#### [Your objective]
Copy out each of the rows below line by line, leaving every character unchanged.

#### [Provided entries]

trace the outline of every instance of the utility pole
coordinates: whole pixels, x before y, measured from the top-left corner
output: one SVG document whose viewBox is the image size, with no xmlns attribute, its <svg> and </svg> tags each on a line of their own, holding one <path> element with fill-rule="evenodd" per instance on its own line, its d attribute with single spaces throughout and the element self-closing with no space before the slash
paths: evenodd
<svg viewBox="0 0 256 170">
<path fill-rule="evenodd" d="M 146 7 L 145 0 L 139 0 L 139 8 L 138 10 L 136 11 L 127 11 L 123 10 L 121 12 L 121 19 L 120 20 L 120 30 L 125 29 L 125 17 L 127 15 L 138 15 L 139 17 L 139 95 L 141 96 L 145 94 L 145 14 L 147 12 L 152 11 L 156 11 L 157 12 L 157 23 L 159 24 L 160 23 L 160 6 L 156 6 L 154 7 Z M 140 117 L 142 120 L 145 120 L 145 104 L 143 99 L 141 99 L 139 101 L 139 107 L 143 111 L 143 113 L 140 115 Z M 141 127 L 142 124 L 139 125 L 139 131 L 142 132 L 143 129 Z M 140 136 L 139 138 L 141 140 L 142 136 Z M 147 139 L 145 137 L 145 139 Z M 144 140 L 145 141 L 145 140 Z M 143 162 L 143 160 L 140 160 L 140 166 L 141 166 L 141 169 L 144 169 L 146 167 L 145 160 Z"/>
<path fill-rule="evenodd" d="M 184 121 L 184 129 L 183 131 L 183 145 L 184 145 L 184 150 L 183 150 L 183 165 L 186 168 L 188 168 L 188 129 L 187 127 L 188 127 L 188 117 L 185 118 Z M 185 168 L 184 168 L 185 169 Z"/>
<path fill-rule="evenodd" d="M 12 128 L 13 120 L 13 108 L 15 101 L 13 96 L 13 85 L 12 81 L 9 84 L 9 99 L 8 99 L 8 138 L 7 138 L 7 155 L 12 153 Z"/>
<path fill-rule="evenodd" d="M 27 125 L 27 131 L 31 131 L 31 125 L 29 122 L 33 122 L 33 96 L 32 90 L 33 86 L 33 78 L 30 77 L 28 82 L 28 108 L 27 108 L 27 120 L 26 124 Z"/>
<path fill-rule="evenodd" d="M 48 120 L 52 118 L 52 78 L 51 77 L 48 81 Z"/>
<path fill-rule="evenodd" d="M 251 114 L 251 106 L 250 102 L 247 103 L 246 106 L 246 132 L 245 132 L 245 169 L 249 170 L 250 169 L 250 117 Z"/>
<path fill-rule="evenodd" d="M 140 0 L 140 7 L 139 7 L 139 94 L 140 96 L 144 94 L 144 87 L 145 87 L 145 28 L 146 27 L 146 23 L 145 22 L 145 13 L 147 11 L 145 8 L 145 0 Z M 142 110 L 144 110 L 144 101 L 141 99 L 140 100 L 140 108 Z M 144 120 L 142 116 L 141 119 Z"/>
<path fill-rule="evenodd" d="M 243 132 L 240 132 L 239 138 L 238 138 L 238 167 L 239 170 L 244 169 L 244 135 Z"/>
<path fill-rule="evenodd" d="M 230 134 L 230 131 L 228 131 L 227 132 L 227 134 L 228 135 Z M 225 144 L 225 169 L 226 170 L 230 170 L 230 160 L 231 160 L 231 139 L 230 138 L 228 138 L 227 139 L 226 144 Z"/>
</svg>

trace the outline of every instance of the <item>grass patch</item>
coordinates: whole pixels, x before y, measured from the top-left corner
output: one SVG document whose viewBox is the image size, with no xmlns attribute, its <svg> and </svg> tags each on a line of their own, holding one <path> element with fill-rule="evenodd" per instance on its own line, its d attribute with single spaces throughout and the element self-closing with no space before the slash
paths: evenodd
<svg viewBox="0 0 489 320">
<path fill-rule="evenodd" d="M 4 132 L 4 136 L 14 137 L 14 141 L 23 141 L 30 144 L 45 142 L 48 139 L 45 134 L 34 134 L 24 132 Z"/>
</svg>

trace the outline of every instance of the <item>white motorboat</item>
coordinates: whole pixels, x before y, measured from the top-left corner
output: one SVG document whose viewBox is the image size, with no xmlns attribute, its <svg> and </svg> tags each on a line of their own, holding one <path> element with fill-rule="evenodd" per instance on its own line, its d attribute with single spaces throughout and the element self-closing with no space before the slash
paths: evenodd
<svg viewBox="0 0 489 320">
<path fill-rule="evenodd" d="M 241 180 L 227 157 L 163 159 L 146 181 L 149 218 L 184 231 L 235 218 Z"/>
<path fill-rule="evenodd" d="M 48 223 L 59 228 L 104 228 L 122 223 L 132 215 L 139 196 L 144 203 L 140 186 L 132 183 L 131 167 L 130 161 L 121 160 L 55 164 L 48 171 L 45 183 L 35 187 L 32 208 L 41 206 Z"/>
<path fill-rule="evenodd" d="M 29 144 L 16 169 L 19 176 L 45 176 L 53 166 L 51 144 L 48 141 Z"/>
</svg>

#### [Complete response]
trace the outline of every instance of the utility pole
coordinates: whole pixels, x before y, measured from the top-left corner
output: one SVG document whose viewBox is the image size, with no xmlns attribute, its <svg> and </svg> tags each on a line of their own, holding one <path> element with fill-rule="evenodd" per instance on its own line, its d attribute with single spaces throughout and the element self-closing with no space before the slash
paths: evenodd
<svg viewBox="0 0 256 170">
<path fill-rule="evenodd" d="M 146 7 L 145 0 L 139 0 L 139 8 L 138 10 L 136 11 L 127 11 L 123 10 L 121 12 L 121 19 L 120 20 L 120 30 L 125 29 L 125 17 L 127 15 L 138 15 L 139 17 L 139 95 L 141 96 L 145 94 L 145 14 L 147 12 L 152 11 L 156 11 L 157 12 L 157 23 L 159 24 L 160 23 L 160 6 L 156 6 L 154 7 Z M 140 117 L 142 120 L 145 120 L 145 104 L 143 99 L 141 99 L 139 101 L 139 107 L 143 111 L 143 113 L 140 115 Z M 141 127 L 142 124 L 139 125 L 139 131 L 142 132 L 143 129 Z M 140 136 L 139 138 L 141 140 L 142 136 Z M 147 139 L 145 137 L 145 139 Z M 144 140 L 145 141 L 145 140 Z M 143 162 L 143 160 L 140 160 L 140 166 L 141 166 L 141 169 L 144 169 L 146 167 L 145 160 Z"/>
<path fill-rule="evenodd" d="M 184 121 L 184 129 L 183 131 L 183 145 L 184 145 L 184 150 L 183 150 L 183 165 L 186 168 L 188 168 L 188 129 L 187 127 L 188 127 L 188 117 L 185 118 Z M 185 168 L 184 168 L 185 169 Z"/>
<path fill-rule="evenodd" d="M 12 128 L 13 120 L 13 108 L 15 101 L 13 96 L 13 85 L 12 81 L 9 84 L 9 99 L 8 99 L 8 138 L 7 138 L 7 155 L 12 153 Z"/>
<path fill-rule="evenodd" d="M 27 125 L 27 131 L 31 131 L 31 125 L 29 122 L 33 122 L 33 96 L 32 90 L 33 86 L 33 78 L 30 77 L 28 82 L 28 108 L 27 108 L 27 120 L 26 124 Z"/>
<path fill-rule="evenodd" d="M 48 120 L 52 118 L 52 78 L 51 77 L 48 81 Z"/>
<path fill-rule="evenodd" d="M 251 114 L 251 106 L 250 102 L 247 103 L 246 106 L 246 132 L 245 132 L 245 169 L 249 170 L 250 169 L 250 117 Z"/>
<path fill-rule="evenodd" d="M 140 0 L 140 7 L 139 7 L 139 94 L 140 96 L 144 94 L 144 87 L 145 87 L 145 28 L 146 27 L 146 23 L 145 22 L 145 13 L 147 11 L 145 8 L 145 0 Z M 142 110 L 144 110 L 144 101 L 141 99 L 140 100 L 140 108 Z M 144 120 L 142 116 L 141 119 Z"/>
<path fill-rule="evenodd" d="M 243 132 L 240 132 L 239 138 L 238 138 L 238 167 L 239 170 L 244 169 L 244 135 Z"/>
<path fill-rule="evenodd" d="M 230 134 L 230 131 L 228 131 L 227 132 L 227 134 L 228 135 Z M 225 144 L 225 169 L 226 170 L 230 170 L 230 160 L 231 160 L 231 139 L 230 138 L 228 138 L 227 139 L 226 144 Z"/>
</svg>

trace the outline of every instance of the <item>grass patch</item>
coordinates: whole pixels, x before y, measured from the top-left corner
output: one SVG document whose viewBox is the image size, with no xmlns attribute, its <svg> and </svg> tags each on a line of their own, holding one <path> element with fill-rule="evenodd" per instance on its own line, its d attribute with single spaces throughout and the element self-closing with no space before the slash
paths: evenodd
<svg viewBox="0 0 489 320">
<path fill-rule="evenodd" d="M 4 132 L 4 136 L 14 137 L 14 141 L 23 141 L 30 144 L 45 142 L 48 139 L 45 134 L 34 134 L 24 132 Z"/>
</svg>

trace the outline of every instance of the <item>white motorboat</item>
coordinates: whole pixels, x before y, measured from the top-left corner
output: one SVG document whose viewBox is the image size, with no xmlns attribute, its <svg> and </svg> tags each on a line of their own, holding one <path> element with fill-rule="evenodd" per instance on its own line, its d attribute with single spaces throughout and the element self-closing with no space before the slash
paths: evenodd
<svg viewBox="0 0 489 320">
<path fill-rule="evenodd" d="M 241 180 L 227 157 L 163 159 L 146 181 L 149 218 L 184 231 L 235 218 Z"/>
<path fill-rule="evenodd" d="M 48 223 L 59 228 L 104 228 L 122 223 L 132 215 L 139 196 L 144 203 L 140 186 L 132 183 L 131 167 L 130 161 L 121 160 L 55 164 L 48 171 L 45 183 L 35 187 L 32 208 L 41 206 Z"/>
<path fill-rule="evenodd" d="M 29 144 L 16 169 L 19 176 L 45 176 L 53 166 L 51 144 L 48 141 Z"/>
</svg>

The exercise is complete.